--- GIVEN PASSAGE Enclosed Below ---
Where does Nagel go wrong?
Nagel comes to the book with some starting assumptions. One of those assumptions is in his objective idealism:
The view that rational intelligibility is at the root of the natural order makes me, in a broad sense, an idealist–not a subjective idealist, since it doesn’t amount to the claim that all reality is ultimately appearance–but an objective idealist in the tradition of Plato and perhaps also of certain post-Kantians, such as Schelling and Hegel, who are usually called absolute idealists. (page 17)
The other assumption that he seems to make, though perhaps not as explicitly, is what some evangelical Christians refer to as “human exceptionalism”. These assumptions seem to lead directly to his criticisms of naturalist science and of Darwinism.
This is the view that places humans as the centerpiece of the universe. For evangelical Christians, this is a consequence of their view that God created man in His own image. I’m not sure where this view comes from for Nagel, though I expect that his objective idealism is part of what brings him to this view.
--- End of Enclosed GIVEN PASSAGE ---
# WORK INSTRUCTION 1
In the passage on Nagel, which two post-Kantians are mentioned as usually being called absolute idealists?
# WORK INSTRUCTION 2
Please repeat the part of the passage on Nagel that opens with the words containing "Nagel comes to" and closes with "and of Darwinism.".
Use only the passage on Nagel for your answers.
--- DATASET EXCERPTS Enclosed Below ---
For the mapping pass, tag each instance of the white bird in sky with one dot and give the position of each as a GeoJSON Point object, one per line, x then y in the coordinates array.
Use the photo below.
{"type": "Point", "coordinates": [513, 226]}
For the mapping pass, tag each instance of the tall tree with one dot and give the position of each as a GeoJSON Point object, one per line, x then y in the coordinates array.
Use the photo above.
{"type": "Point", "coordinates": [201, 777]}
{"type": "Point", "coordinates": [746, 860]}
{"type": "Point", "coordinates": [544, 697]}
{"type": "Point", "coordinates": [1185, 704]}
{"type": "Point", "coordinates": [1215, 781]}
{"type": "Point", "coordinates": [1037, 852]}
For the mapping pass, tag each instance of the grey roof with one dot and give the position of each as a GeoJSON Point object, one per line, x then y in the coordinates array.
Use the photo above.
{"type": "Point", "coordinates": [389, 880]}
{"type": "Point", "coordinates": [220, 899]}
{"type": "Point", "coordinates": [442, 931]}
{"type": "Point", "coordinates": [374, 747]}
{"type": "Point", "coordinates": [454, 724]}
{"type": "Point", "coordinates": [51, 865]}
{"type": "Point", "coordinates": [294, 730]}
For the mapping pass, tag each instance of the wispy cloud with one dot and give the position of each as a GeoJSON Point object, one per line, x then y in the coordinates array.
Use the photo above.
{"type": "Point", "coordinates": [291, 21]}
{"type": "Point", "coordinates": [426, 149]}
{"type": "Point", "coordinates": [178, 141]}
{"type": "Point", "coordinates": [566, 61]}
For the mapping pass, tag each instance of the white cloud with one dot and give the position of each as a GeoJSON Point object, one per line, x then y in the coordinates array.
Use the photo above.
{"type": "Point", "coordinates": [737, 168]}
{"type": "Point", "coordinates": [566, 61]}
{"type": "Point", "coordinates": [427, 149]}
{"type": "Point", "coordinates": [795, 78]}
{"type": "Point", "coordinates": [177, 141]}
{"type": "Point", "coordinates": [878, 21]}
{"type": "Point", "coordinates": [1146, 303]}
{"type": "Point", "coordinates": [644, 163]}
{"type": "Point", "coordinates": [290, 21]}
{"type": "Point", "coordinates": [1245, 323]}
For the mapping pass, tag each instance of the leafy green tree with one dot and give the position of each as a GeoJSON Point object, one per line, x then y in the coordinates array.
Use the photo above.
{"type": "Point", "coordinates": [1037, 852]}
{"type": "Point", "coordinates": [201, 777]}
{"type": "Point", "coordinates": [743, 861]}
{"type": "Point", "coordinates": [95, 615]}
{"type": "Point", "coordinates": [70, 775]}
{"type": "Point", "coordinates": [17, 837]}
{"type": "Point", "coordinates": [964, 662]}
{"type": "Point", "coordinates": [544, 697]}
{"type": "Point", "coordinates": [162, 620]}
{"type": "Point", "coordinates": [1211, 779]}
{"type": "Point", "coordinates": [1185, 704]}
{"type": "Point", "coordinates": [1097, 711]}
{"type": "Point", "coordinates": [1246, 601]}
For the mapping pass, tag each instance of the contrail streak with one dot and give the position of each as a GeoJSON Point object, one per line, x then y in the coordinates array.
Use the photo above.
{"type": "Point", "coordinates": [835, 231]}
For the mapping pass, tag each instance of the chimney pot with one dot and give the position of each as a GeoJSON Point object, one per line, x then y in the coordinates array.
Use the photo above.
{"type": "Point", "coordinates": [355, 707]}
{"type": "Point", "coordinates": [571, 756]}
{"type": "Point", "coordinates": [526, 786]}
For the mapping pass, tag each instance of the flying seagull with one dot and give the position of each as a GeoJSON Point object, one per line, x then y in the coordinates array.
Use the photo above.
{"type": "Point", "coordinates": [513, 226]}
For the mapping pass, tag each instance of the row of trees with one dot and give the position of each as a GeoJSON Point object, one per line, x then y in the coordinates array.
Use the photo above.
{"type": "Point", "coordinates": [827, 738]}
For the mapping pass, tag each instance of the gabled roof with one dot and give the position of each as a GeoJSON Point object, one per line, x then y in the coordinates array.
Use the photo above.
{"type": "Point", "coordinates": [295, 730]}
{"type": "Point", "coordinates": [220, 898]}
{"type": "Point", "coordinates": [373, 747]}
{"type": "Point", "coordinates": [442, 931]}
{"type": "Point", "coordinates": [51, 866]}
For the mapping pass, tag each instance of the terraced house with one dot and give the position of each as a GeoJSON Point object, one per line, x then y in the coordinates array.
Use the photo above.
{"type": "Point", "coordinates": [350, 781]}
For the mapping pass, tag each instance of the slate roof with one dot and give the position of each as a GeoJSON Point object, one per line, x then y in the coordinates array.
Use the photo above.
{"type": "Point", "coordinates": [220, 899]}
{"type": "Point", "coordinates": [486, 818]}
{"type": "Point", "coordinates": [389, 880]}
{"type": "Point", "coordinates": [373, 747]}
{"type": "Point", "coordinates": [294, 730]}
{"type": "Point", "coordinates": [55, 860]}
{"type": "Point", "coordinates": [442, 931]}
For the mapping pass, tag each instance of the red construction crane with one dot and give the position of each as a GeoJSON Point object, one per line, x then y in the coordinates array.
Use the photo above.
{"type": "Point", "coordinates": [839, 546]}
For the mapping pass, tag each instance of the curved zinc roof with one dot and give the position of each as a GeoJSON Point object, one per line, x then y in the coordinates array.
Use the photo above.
--- End of Enclosed DATASET EXCERPTS ---
# ANSWER BOX 1
Schelling and Hegel.

# ANSWER BOX 2
Nagel comes to the book with some starting assumptions. One of those assumptions is in his objective idealism:
The view that rational intelligibility is at the root of the natural order makes me, in a broad sense, an idealist–not a subjective idealist, since it doesn’t amount to the claim that all reality is ultimately appearance–but an objective idealist in the tradition of Plato and perhaps also of certain post-Kantians, such as Schelling and Hegel, who are usually called absolute idealists. (page 17)
The other assumption that he seems to make, though perhaps not as explicitly, is what some evangelical Christians refer to as “human exceptionalism”. These assumptions seem to lead directly to his criticisms of naturalist science and of Darwinism.